**THE TASK**
Format every entry below as a JSON array of strings with one string per line, skipping blank lines. Omit the pictures.

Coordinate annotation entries
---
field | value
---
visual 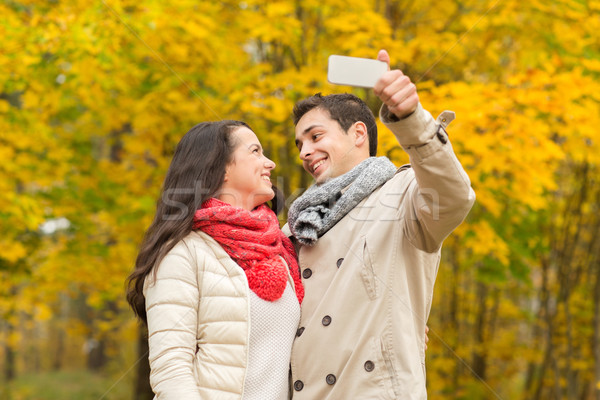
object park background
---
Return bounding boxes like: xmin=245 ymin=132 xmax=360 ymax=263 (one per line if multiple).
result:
xmin=0 ymin=0 xmax=600 ymax=400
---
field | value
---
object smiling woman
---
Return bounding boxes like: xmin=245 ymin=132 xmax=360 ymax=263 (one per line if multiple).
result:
xmin=127 ymin=121 xmax=304 ymax=400
xmin=218 ymin=127 xmax=275 ymax=210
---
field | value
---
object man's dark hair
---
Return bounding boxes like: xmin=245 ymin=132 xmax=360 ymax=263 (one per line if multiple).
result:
xmin=293 ymin=93 xmax=377 ymax=157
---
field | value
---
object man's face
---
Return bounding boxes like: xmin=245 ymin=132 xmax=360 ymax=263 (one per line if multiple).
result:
xmin=296 ymin=108 xmax=362 ymax=184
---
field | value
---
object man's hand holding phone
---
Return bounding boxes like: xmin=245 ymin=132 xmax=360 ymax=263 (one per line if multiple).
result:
xmin=373 ymin=50 xmax=419 ymax=119
xmin=327 ymin=50 xmax=419 ymax=119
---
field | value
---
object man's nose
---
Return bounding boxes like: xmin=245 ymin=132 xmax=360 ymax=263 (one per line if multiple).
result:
xmin=300 ymin=144 xmax=313 ymax=160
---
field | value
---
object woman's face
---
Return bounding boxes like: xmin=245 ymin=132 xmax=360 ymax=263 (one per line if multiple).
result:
xmin=219 ymin=126 xmax=275 ymax=210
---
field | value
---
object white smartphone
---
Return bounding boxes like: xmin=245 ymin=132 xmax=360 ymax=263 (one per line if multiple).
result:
xmin=327 ymin=55 xmax=388 ymax=88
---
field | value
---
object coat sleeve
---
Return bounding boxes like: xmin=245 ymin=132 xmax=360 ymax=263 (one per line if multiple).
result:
xmin=144 ymin=242 xmax=200 ymax=400
xmin=380 ymin=104 xmax=475 ymax=252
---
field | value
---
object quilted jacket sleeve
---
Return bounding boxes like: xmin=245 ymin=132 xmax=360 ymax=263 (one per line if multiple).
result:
xmin=144 ymin=242 xmax=200 ymax=400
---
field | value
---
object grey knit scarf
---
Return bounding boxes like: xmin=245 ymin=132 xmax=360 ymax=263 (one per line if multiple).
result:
xmin=288 ymin=157 xmax=396 ymax=246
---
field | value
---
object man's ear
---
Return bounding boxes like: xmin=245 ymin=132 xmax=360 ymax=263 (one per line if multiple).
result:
xmin=352 ymin=121 xmax=369 ymax=149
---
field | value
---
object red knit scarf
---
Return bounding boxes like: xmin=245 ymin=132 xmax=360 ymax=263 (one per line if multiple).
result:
xmin=193 ymin=198 xmax=304 ymax=303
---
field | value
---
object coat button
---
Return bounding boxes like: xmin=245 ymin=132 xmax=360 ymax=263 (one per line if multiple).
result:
xmin=325 ymin=374 xmax=336 ymax=385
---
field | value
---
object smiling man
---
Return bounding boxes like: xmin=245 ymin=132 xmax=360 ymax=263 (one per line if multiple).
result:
xmin=284 ymin=51 xmax=475 ymax=400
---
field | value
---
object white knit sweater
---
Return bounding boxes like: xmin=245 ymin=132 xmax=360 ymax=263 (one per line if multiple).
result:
xmin=242 ymin=282 xmax=300 ymax=400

**PROBLEM SOLUTION**
[
  "---",
  "field | value",
  "---",
  "visual ",
  "object park background",
  "---",
  "Return bounding boxes like: xmin=245 ymin=132 xmax=360 ymax=263 (one per line if multiple).",
  "result:",
  "xmin=0 ymin=0 xmax=600 ymax=400",
  "---",
  "field | value",
  "---",
  "object smiling woman",
  "---",
  "Return bounding boxes like: xmin=245 ymin=132 xmax=360 ymax=263 (one per line if multiple).",
  "result:",
  "xmin=127 ymin=121 xmax=304 ymax=400",
  "xmin=218 ymin=127 xmax=275 ymax=210",
  "---",
  "field | value",
  "---",
  "object man's dark hair",
  "---",
  "Return bounding boxes like: xmin=245 ymin=132 xmax=360 ymax=263 (one per line if multiple).",
  "result:",
  "xmin=293 ymin=93 xmax=377 ymax=157",
  "---",
  "field | value",
  "---",
  "object man's face",
  "---",
  "Return bounding boxes like: xmin=245 ymin=132 xmax=360 ymax=263 (one per line if multiple).",
  "result:",
  "xmin=296 ymin=108 xmax=362 ymax=184",
  "---",
  "field | value",
  "---",
  "object man's hand holding phone",
  "---",
  "Return bounding boxes like: xmin=245 ymin=132 xmax=360 ymax=263 (one per line if multiple).",
  "result:",
  "xmin=373 ymin=50 xmax=419 ymax=119",
  "xmin=327 ymin=50 xmax=419 ymax=119",
  "---",
  "field | value",
  "---",
  "object man's nose",
  "---",
  "Return bounding boxes like: xmin=245 ymin=132 xmax=360 ymax=263 (one per line if multiple).",
  "result:",
  "xmin=300 ymin=144 xmax=313 ymax=160",
  "---",
  "field | value",
  "---",
  "object woman's face",
  "---",
  "Return bounding boxes like: xmin=245 ymin=132 xmax=360 ymax=263 (one per line if multiple).",
  "result:",
  "xmin=219 ymin=126 xmax=275 ymax=210",
  "---",
  "field | value",
  "---",
  "object white smartphone",
  "---",
  "Return bounding boxes like: xmin=245 ymin=132 xmax=360 ymax=263 (one per line if multiple).",
  "result:",
  "xmin=327 ymin=55 xmax=388 ymax=88",
  "---",
  "field | value",
  "---",
  "object coat sleeve",
  "---",
  "Return bounding boxes like: xmin=245 ymin=132 xmax=360 ymax=263 (one per line if multiple).",
  "result:",
  "xmin=144 ymin=242 xmax=200 ymax=400",
  "xmin=380 ymin=104 xmax=475 ymax=252",
  "---",
  "field | value",
  "---",
  "object quilted jacket sleeve",
  "---",
  "Return bounding boxes like: xmin=245 ymin=132 xmax=360 ymax=263 (one per line if multiple).",
  "result:",
  "xmin=144 ymin=242 xmax=200 ymax=400",
  "---",
  "field | value",
  "---",
  "object grey knit scarf",
  "---",
  "Return bounding boxes like: xmin=245 ymin=132 xmax=360 ymax=263 (one per line if multiple).",
  "result:",
  "xmin=288 ymin=157 xmax=396 ymax=246",
  "---",
  "field | value",
  "---",
  "object man's ear",
  "---",
  "Return bounding boxes like: xmin=245 ymin=132 xmax=360 ymax=263 (one per line if multiple).",
  "result:",
  "xmin=352 ymin=121 xmax=369 ymax=149",
  "---",
  "field | value",
  "---",
  "object red knit scarf",
  "---",
  "Return bounding boxes like: xmin=245 ymin=132 xmax=360 ymax=263 (one per line if multiple).",
  "result:",
  "xmin=193 ymin=198 xmax=304 ymax=303",
  "---",
  "field | value",
  "---",
  "object coat button",
  "---",
  "Return bounding boxes like: xmin=245 ymin=132 xmax=360 ymax=263 (one per line if multiple).",
  "result:",
  "xmin=325 ymin=374 xmax=336 ymax=385",
  "---",
  "field | value",
  "---",
  "object smiling man",
  "---",
  "Return bounding boxes like: xmin=245 ymin=132 xmax=360 ymax=263 (one per line if multiple).",
  "result:",
  "xmin=284 ymin=51 xmax=475 ymax=400",
  "---",
  "field | value",
  "---",
  "object white knit sweater",
  "---",
  "Return bounding boxes like: xmin=245 ymin=132 xmax=360 ymax=263 (one per line if multiple).",
  "result:",
  "xmin=242 ymin=282 xmax=300 ymax=400"
]